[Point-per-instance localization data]
════════════════

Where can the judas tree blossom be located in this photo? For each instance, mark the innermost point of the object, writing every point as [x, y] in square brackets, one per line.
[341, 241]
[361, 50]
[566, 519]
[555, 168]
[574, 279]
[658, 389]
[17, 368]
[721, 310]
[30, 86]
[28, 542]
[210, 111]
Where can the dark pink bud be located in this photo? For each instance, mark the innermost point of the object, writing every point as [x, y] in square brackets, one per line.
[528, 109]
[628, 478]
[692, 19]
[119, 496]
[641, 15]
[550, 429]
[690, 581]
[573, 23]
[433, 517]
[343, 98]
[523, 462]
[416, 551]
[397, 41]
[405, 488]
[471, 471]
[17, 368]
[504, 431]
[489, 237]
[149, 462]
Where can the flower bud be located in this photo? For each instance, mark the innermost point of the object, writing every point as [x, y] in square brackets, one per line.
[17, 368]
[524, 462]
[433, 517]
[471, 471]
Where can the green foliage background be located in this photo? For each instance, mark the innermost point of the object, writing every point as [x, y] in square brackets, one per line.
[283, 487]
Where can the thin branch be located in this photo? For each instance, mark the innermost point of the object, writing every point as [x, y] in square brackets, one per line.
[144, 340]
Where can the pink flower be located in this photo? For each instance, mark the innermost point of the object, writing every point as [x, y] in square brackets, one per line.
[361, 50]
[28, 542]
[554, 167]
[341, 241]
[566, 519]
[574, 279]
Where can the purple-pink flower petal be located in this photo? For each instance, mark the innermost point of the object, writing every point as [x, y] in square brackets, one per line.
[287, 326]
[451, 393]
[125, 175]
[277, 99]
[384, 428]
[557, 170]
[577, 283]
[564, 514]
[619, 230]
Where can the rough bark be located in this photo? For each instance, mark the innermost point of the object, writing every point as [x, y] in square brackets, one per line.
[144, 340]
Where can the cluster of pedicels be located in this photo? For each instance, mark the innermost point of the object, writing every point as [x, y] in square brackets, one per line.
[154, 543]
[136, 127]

════════════════

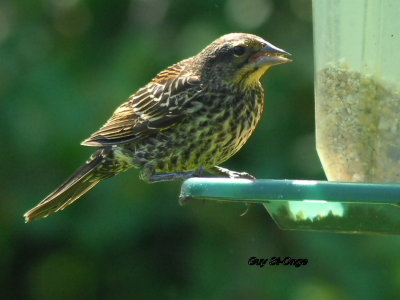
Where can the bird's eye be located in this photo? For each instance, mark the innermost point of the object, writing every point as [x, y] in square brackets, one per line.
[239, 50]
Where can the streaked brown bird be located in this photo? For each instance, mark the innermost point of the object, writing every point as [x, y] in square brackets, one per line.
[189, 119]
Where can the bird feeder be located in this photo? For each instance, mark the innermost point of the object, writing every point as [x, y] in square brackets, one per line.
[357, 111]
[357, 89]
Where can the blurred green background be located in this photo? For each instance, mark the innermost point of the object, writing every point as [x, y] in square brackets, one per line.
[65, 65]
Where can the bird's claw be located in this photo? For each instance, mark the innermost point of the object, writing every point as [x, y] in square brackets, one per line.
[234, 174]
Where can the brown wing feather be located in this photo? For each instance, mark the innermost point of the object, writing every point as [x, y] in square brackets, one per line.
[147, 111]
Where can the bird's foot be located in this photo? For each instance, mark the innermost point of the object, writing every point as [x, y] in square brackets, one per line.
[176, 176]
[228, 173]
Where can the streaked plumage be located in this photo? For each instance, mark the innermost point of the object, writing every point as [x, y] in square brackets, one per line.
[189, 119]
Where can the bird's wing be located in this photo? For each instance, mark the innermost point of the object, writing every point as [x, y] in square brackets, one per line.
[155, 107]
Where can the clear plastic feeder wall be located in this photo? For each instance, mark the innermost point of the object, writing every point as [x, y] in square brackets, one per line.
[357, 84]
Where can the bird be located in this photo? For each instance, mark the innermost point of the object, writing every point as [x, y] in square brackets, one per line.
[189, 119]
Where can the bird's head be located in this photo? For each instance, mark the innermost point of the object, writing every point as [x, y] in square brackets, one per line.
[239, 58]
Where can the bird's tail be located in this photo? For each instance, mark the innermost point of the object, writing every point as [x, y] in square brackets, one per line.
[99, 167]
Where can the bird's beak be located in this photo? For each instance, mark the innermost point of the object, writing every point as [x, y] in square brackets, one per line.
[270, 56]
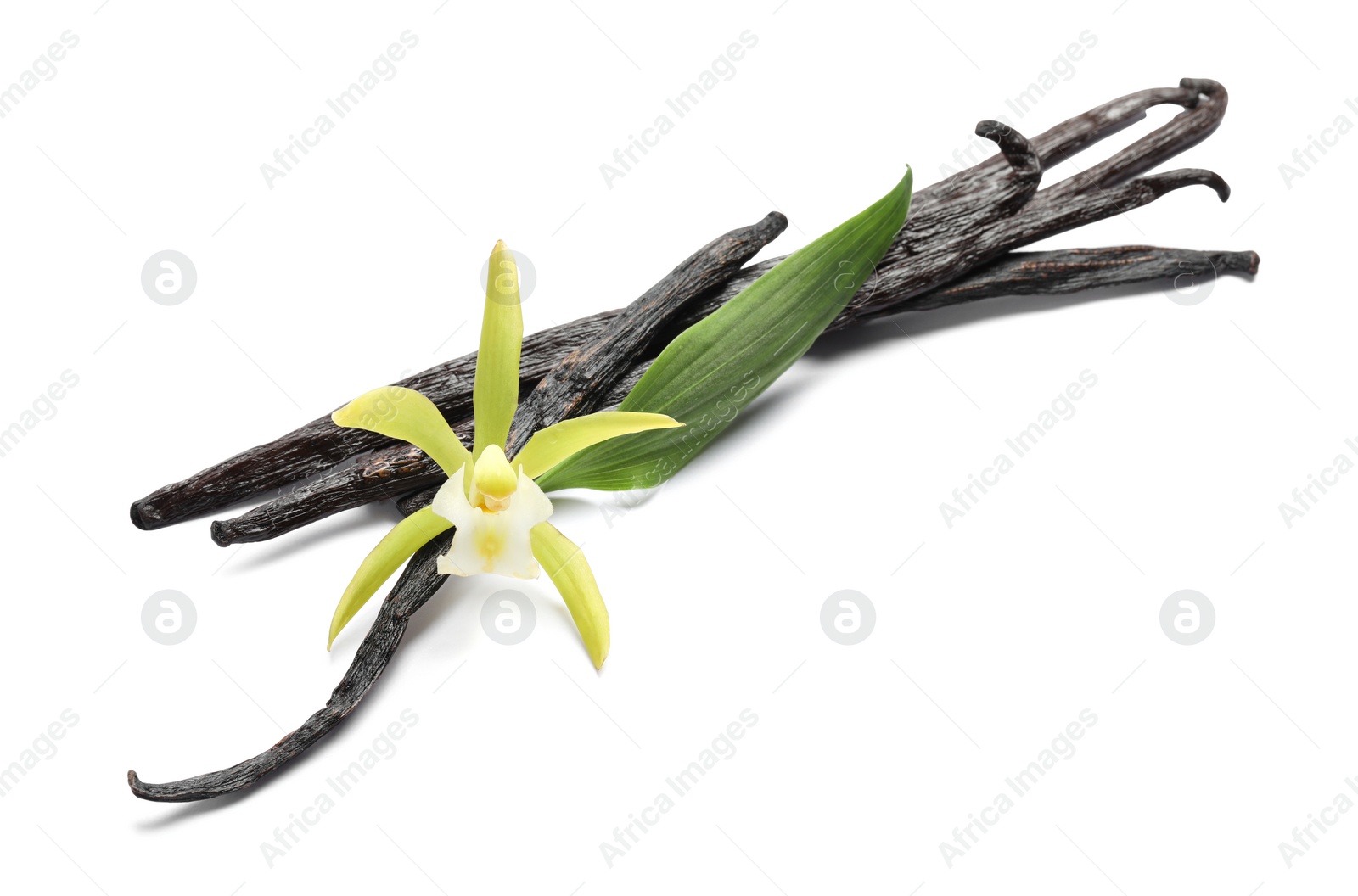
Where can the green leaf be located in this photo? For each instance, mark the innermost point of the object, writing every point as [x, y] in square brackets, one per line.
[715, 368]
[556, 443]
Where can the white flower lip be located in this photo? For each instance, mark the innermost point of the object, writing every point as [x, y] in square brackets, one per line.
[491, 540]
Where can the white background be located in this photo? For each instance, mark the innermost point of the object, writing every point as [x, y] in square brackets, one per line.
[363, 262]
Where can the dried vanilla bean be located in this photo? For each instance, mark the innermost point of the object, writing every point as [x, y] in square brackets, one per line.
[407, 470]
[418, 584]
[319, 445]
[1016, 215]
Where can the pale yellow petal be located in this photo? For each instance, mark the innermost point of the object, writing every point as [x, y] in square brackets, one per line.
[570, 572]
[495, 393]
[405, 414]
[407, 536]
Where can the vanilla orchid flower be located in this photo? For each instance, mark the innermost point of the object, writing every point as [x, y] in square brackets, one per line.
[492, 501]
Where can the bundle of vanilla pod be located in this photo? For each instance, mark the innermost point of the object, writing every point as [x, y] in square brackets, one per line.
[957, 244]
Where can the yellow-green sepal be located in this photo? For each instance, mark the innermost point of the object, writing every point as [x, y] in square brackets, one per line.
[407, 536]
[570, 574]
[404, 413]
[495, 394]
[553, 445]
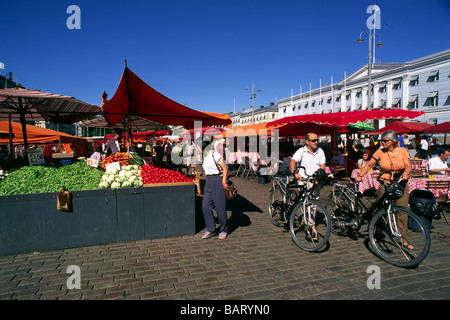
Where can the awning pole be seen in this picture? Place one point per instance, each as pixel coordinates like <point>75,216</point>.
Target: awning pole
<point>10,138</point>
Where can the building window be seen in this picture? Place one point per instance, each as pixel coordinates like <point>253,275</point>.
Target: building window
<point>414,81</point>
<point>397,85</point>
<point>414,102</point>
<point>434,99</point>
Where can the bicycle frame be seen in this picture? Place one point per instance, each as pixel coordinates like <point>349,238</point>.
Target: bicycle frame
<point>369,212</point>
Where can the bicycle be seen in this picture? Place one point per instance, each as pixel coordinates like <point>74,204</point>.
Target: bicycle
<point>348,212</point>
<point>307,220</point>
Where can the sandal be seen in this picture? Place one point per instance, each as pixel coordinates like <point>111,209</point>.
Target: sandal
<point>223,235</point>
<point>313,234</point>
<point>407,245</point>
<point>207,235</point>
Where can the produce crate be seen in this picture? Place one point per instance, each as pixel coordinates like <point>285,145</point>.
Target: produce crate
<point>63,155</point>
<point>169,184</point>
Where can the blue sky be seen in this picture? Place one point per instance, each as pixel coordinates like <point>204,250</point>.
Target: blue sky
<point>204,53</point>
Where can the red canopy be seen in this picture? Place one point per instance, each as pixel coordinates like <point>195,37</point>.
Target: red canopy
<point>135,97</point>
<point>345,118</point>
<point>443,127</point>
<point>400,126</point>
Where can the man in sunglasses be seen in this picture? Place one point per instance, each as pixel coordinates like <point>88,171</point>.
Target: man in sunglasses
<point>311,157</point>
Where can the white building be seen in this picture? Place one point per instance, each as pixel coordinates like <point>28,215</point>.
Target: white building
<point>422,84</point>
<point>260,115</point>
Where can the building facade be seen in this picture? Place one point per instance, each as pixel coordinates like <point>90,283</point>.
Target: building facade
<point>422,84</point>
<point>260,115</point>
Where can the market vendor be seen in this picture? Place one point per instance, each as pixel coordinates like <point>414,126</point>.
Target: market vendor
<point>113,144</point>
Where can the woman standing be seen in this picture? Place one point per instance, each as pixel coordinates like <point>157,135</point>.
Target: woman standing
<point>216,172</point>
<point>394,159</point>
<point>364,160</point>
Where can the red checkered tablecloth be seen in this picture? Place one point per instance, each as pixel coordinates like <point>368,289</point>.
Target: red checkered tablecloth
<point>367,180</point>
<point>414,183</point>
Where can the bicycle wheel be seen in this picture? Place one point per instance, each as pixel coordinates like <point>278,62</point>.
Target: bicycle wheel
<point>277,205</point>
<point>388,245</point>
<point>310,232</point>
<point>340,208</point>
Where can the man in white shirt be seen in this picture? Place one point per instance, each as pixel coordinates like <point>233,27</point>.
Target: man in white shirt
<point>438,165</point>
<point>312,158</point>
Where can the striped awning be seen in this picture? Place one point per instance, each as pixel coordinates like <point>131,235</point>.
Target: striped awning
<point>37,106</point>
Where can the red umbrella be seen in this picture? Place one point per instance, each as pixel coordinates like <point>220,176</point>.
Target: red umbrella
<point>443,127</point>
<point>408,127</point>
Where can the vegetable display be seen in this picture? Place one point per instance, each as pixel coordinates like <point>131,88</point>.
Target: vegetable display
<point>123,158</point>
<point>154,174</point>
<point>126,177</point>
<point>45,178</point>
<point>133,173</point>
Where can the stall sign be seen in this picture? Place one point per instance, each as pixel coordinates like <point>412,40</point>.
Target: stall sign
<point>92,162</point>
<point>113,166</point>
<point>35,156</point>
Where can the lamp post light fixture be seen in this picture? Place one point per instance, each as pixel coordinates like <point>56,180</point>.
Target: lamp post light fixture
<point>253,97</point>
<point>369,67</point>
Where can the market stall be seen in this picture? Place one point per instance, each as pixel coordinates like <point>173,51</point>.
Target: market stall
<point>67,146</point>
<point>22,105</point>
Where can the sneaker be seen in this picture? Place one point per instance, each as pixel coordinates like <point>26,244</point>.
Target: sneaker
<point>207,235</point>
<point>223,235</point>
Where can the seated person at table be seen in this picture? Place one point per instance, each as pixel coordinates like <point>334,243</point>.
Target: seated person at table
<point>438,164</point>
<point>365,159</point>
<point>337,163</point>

════════════════

= Description of the task =
Could you set down, word for word, only the lines above from the line with "Where can the building facade" to the line with "Where can the stall", including both?

= Result =
Where can the building facade be seen in this picture? Place one point per instance, each as pixel coordinates like <point>90,283</point>.
Target: building facade
<point>422,84</point>
<point>260,115</point>
Where can the market vendor be seen in this picture? Place one point per instance, each as pixel coordinates like <point>414,126</point>.
Target: market vendor
<point>113,144</point>
Where can the woman standing be seen in this picture? Place one point per instance, each as pixel coordinates like <point>157,135</point>.
Target: woman standing
<point>216,172</point>
<point>394,159</point>
<point>364,160</point>
Where can the red checkered tablecloth be seen in this picture? Place one point per instance, each as pixel coordinates like <point>368,289</point>.
Target: red checkered tablecloth
<point>367,180</point>
<point>414,183</point>
Where can the bicycle wheel be seen in this picture? Place one point per instance, each as pixel coordinates like <point>278,62</point>.
Target: bicycle wheel
<point>277,205</point>
<point>388,245</point>
<point>310,232</point>
<point>340,208</point>
Where can the man in white shirt be seen in this picture? Place one point per instance, each as pixel coordinates like <point>233,27</point>.
Target: man in white shirt
<point>438,165</point>
<point>312,158</point>
Where can the striped awning be seen in this picture? Place one point per instance, each as pixel coordinates like <point>131,235</point>.
Target: striped awning
<point>37,106</point>
Where can the red umbrella be seen in this picture? Place one point per instance, each as pixel coordinates like <point>220,176</point>.
Target: red umbrella
<point>443,127</point>
<point>408,127</point>
Where can the vegetable display be seen in this picture? Place one point per instance, each as pixel coordinates like <point>131,88</point>.
Target: vegetable display
<point>123,158</point>
<point>154,174</point>
<point>126,177</point>
<point>45,178</point>
<point>133,173</point>
Where can the stall sign be seen in this picture? Place one point per instance, each as pixel coordinates like <point>412,40</point>.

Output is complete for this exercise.